* [Written request]: Format each line of the entries below as a JSON list of strings, one string per line, leaving out blank lines.

________________

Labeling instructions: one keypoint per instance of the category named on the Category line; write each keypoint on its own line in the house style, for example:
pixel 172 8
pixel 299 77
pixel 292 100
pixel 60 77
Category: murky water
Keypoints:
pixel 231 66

________________

* [Task result]:
[
  "Labeling instructions: one keypoint per instance of the category named on the Category line; write each keypoint on its own line in the house style, for example:",
  "pixel 172 8",
  "pixel 299 77",
  "pixel 292 100",
  "pixel 60 77",
  "Category: murky water",
  "Keypoints:",
  "pixel 231 66"
]